* _Что нужно сделать_:
1/ Обновите в воспоминаниях всё, начиная со слов «Во всяком случае, наша» и вплоть до слов «картину было невозможно.», поставив «венгерской столицы» вместо «Будапешта». Приведите этот отрывок целиком.
2/ Продолжите воспоминания об учебе в институте после их последнего предложения.

* _Исходный текст_:
* * * * * * *
Во всяком случае, наша новообретенная свобода кончилась самым внезапным образом в течение немногих дней. В последнюю неделю октября Венгрия восстала против советского гнета, но восстание было жестоко подавлено при помощи танков, введенных в центр Будапешта. Трудно было понять, что произошло на самом деле. Официальная советская печать сообщала, что в Венгрии имел место фашистский мятеж и что верные долгу пролетарской солидарности советские войска пришли на помощь многострадальному венгерскому народу. Крупицы достоверных сведений я умудрился получить по нашему примитивному коротковолновому приемнику, где зарубежные радиостанции излагали ход событий совершенно иначе, но из разноречивых сведений составить ясную картину было невозможно.

Тем не менее даже в Москве скоро поняли, что произошла катастрофа: временно отмененная цензура восстановлена. Атмосфера изменилась полностью, оттепель миновала, и дул ледяной ветер. Иными словами, жизнь вернулась в былое русло: наступил холод, и все тысячи «хомо советикус» повели себя как прежде, подчиняясь диктату партии.

После таких драматических перипетий моя карьера в институте повернула на благополучный и закономерный путь. Кроме 120 русских студентов, у нас училось 60 иностранцев, и, соответственно, институт был разделен на два основных факультета, западный и восточный. В те годы для большинства абитуриентов — граждан СССР для поступления в институт требовалась успешная сдача вступительных экзаменов. Позже в верхах расцвела пышным цветом коррупция. КГБ, Министерство иностранных дел, Центральный Комитет, Министерство обороны и другие организации представляли в институт списки, в соответствии с которыми и происходило зачисление студентов независимо от успехов. В мои годы примерно 10 или 15 процентов от общего числа поступающих попадали в институт благодаря высоким связям. Одним из таких был приемный сын генерала Агаянца, крупного деятеля КГБ. Отец, умный и одаренный армянин, создал отдел дезинформации и руководил им, но у его сына не было ни ума, ни знаний, ни желания учиться. Когда в 1962 году я слушал его ответы на госэкзамене по международному праву, я ушам своим не поверил: за шесть лет учебы он не усвоил ровно ничего. Он, очевидно, считал, что раз он сын влиятельного отца, то может пребывать в институте, ничего не делая. Ему поставили тройку, то есть «удовлетворительно», но то была чистая фикция, так как он и представления не имел о предмете.
* * * * * * *
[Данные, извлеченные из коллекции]
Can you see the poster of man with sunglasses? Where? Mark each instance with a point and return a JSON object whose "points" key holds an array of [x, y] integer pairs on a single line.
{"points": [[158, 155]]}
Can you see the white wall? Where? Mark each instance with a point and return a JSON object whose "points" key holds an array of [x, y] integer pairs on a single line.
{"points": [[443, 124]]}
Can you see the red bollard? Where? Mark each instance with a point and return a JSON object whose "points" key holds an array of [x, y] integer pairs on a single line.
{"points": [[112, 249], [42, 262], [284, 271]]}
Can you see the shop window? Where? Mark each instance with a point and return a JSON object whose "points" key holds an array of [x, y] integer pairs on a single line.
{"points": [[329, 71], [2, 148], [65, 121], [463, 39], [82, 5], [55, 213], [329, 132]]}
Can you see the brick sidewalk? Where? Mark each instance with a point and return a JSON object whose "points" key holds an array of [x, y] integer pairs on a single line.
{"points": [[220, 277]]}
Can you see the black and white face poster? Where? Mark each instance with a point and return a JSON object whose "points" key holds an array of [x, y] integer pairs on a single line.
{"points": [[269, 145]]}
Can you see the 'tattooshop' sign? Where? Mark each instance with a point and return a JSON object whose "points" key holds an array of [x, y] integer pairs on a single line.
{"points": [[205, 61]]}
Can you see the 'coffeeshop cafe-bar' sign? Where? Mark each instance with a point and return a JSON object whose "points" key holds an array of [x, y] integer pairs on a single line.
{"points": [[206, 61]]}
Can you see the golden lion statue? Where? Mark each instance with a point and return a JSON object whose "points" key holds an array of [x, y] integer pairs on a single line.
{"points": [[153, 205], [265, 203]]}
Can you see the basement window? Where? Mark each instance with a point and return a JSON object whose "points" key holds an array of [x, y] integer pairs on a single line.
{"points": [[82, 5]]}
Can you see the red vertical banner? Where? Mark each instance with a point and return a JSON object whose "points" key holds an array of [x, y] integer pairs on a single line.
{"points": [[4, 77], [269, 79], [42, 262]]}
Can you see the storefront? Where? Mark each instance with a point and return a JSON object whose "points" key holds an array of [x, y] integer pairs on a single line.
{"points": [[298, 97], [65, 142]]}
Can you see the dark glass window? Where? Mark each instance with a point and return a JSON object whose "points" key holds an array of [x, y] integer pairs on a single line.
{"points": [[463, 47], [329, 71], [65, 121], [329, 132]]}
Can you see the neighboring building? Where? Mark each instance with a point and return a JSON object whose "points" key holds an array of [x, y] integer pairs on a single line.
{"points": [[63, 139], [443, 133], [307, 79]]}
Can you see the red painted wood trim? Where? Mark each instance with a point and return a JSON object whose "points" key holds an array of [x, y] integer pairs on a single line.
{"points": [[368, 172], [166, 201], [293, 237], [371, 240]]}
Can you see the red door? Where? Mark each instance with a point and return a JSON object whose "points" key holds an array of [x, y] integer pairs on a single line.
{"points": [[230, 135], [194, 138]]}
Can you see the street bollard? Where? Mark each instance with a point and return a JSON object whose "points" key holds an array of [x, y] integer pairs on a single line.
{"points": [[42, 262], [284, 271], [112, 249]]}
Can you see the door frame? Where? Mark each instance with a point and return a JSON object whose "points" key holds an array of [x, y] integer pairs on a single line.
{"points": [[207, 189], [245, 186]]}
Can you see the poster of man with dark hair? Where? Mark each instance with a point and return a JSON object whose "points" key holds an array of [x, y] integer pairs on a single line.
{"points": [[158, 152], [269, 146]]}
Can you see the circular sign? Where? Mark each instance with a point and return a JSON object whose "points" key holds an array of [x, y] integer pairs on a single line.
* * * * * * *
* _Ответы к заданиям_:
1/
Во всяком случае, наша новообретенная свобода кончилась самым внезапным образом в течение немногих дней. В последнюю неделю октября Венгрия восстала против советского гнета, но восстание было жестоко подавлено при помощи танков, введенных в центр венгерской столицы. Трудно было понять, что произошло на самом деле. Официальная советская печать сообщала, что в Венгрии имел место фашистский мятеж и что верные долгу пролетарской солидарности советские войска пришли на помощь многострадальному венгерскому народу. Крупицы достоверных сведений я умудрился получить по нашему примитивному коротковолновому приемнику, где зарубежные радиостанции излагали ход событий совершенно иначе, но из разноречивых сведений составить ясную картину было невозможно.

2/
Система была жесткой по отношению к девушкам. В институт принимали одну девушку на десять юношей. Власти понимали, что почти невозможно найти применение женщине на дипломатическом поприще. Во имя демократии девушек принимали в институт, но то была лишь видимость демократии. Одной из немногих счастливиц была Ада Кругляк. Как ей удалось попасть в институт, мы не знали, она была очень милой девушкой, но в двадцать один год вышла замуж за тридцатичетырехлетнего преподавателя истории. Нам ее муж казался стариком, и мы сомневались, что их брак окажется прочным, но он тем не менее удержался — во всяком случае, на десять лет. По странному стечению обстоятельств муж Ады сыграл определенную роль в моей датской жизни. (В середине шестидесятых годов он начал подписывать протесты против преследования интеллектуалов в Москве и превратился в нежелательную персону. В 1967 году он приезжал по приглашению в Копенгаген читать лекции о зимней войне СССР против Финляндии. Во время нашей личной встречи он сообщил, что в Москве ходят слухи о поддержке Западом русских интеллектуалов и диссидентов. Эта информация произвела на меня сильнейшее впечатление).

Здание института было старым, но оснащен он был достаточно хорошо. В нашем распоряжении был лингвистический кабинет с отдельными кабинами и магнитофонами, три библиотеки: научная, библиотека на иностранных языках и зал периодики. Имелся и большой, прекрасно оборудованный спортивный зал, и я наконец начал заниматься своей любимой легкой атлетикой — играл в баскетбол и бегал.

Сколько времени было упущено! Вначале мои успехи в спорте были весьма посредственны, но не в последнюю очередь еще и потому, что я пытался соревноваться в беге на слишком короткие дистанции. Со временем самыми лучшими для меня оказались дистанции 800 и 1500 метров, но потом, когда я стал заниматься бегом по пересеченной местности, моей излюбленной стала дистанция на 3000 метров.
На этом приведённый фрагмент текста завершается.